■ SELECTED TEXT ■
****************

# Catfishing around Greenup dam?



## nlcatfish (Mar 21, 2005)

i am considering catfishing up around the* Greenup dam. * Have the commercial fishermen harvested all the big cats out of that area like they have down here in the Markland pool? Is it better to fish *below or above* the dam? What is the best ramp to launch a boat from up there? Thanks in advance. 

http://cincinnaticatfishing.com


----------



## Salmonid (Apr 14, 2004)

Norb. Not much better there compared to Markland pool. Your better off driving a little further to WV waters around Gallipolis


----------



## nlcatfish (Mar 21, 2005)

Salmonid said:


> Norb. Not much better there compared to Markland pool. Your better off driving a little further to WV waters around Gallipolis


Still trying to figure out the rules for fishing up there with Ohio out of state fishing license. Seem I could fish from the bank but not in the river from a boat. Any info about fishing from the boat for that is what I want to do.


----------



## Salmonid (Apr 14, 2004)

If you have an out of state ohio license you can fish the river. It reciprocal.


----------



## sherman51 (Apr 12, 2011)

I would check on the license before going fishing. I think if you have a resident ohio license your ok, but if its a non resident ohio license you need both license. but that's just something I read somewhere. so don't count it as law.

****************

■ DATA FOR PROCESSING ■
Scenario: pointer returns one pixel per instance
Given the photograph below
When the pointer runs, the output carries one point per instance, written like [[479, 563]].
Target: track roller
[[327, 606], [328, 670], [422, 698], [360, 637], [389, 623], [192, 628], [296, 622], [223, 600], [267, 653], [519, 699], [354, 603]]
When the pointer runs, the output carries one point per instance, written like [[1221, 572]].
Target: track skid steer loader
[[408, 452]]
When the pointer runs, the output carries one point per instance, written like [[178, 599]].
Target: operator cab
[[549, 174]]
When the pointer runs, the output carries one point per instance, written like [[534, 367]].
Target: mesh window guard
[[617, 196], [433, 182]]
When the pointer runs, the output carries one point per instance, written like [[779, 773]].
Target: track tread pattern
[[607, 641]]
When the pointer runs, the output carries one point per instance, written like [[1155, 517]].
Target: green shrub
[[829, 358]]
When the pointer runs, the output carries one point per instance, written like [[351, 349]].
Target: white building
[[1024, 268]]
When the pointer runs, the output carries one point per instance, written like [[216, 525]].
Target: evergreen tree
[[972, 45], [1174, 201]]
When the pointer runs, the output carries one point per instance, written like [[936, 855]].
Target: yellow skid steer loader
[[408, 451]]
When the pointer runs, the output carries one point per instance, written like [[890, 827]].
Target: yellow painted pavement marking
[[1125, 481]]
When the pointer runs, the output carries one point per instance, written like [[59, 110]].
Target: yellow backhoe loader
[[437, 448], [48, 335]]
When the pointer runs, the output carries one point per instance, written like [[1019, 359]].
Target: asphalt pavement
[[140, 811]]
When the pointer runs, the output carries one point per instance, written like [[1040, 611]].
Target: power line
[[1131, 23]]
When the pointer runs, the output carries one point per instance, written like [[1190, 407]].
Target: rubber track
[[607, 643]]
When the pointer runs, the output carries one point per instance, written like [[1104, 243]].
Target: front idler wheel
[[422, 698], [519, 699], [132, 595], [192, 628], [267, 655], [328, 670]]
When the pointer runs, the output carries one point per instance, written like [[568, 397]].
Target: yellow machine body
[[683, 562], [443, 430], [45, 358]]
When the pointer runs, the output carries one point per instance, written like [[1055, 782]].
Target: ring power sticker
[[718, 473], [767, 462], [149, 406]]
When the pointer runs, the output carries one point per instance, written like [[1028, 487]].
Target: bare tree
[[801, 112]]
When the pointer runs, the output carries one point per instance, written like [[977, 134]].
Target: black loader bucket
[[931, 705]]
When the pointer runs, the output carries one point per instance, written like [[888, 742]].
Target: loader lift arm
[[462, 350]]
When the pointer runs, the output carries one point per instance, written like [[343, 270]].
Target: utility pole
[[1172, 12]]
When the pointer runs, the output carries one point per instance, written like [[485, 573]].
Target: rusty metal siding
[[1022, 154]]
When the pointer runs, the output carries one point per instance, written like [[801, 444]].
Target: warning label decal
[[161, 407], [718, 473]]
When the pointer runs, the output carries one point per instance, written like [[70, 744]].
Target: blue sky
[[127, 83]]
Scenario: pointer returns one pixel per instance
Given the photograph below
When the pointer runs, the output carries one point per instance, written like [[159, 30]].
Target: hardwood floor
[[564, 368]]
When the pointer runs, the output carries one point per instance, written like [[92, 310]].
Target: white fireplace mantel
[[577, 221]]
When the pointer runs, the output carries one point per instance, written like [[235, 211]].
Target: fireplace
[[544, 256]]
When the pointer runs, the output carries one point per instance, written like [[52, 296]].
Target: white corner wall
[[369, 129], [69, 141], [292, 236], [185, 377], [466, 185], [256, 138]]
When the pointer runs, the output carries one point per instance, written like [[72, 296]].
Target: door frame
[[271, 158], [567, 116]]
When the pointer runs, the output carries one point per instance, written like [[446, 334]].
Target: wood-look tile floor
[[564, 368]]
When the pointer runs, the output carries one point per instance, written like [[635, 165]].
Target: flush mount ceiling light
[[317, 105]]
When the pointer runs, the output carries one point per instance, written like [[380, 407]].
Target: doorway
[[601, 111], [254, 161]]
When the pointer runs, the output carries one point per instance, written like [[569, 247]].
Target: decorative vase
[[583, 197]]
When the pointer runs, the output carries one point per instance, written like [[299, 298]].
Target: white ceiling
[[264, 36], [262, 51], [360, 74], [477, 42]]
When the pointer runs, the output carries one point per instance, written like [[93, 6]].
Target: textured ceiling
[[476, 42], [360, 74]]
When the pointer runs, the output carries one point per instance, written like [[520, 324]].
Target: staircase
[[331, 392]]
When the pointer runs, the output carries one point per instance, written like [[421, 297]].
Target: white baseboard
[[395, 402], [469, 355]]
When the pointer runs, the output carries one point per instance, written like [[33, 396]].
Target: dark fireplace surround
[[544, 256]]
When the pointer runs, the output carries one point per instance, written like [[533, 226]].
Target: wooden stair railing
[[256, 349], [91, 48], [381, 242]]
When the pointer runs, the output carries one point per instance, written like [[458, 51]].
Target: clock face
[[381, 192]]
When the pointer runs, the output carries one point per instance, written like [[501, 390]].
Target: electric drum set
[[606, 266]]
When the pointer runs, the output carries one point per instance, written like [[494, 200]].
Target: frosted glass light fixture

****************

■ PROBLEMS TO SOLVE ■
1. In the catfishing thread, translate this sentence into Spanish: "I would check on the license before going fishing."
2. In the records, repeat the lines from the line with "like [[52, 296]]." up to and including the line with "[[271, 158], [567, 116]]".

■ ANSWERS ■
1. Yo revisaría lo de la licencia antes de ir a pescar.

2.
When the pointer runs, the output carries one point per instance, written like [[52, 296]].
Target: white corner wall
[[369, 129], [69, 141], [292, 236], [185, 377], [466, 185], [256, 138]]
When the pointer runs, the output carries one point per instance, written like [[72, 296]].
Target: door frame
[[271, 158], [567, 116]]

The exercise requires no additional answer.